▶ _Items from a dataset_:
BEGIN

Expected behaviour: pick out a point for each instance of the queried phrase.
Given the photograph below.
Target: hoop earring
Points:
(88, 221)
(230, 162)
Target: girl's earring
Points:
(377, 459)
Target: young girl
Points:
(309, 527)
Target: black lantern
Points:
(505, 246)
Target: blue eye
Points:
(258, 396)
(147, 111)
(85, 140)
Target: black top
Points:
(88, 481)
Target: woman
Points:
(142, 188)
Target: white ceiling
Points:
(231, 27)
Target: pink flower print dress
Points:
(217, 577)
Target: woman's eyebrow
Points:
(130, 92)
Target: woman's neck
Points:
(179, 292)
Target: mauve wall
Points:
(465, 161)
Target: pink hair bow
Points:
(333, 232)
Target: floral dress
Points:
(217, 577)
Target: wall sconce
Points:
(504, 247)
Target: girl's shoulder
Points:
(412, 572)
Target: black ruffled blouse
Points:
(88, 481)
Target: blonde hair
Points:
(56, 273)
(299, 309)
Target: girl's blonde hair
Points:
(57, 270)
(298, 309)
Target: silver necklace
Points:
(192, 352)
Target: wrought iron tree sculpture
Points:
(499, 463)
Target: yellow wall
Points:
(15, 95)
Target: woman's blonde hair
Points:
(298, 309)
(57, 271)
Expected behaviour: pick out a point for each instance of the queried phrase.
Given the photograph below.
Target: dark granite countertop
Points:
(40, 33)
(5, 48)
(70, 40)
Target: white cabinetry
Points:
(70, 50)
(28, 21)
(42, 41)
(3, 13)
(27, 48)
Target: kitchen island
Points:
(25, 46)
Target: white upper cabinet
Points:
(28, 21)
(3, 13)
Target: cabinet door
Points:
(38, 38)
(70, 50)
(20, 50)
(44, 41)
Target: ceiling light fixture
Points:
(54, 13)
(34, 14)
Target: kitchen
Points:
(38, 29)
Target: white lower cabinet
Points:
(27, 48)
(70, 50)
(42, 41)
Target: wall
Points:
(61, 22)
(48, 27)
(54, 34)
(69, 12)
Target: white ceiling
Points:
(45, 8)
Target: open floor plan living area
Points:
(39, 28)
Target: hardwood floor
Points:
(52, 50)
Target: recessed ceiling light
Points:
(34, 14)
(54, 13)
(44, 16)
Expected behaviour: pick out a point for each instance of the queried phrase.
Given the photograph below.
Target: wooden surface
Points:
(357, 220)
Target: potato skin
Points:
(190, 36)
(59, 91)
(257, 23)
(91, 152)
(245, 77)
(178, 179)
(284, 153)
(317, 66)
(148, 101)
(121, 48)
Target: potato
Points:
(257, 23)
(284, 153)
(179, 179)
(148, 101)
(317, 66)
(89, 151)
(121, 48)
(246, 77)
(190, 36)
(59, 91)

END

▶ _Prompt_: Copy out every line of the data that includes the word "ceiling".

▶ _Solution for this task_:
Target: white ceiling
Target: ceiling light fixture
Target: white ceiling
Target: recessed ceiling light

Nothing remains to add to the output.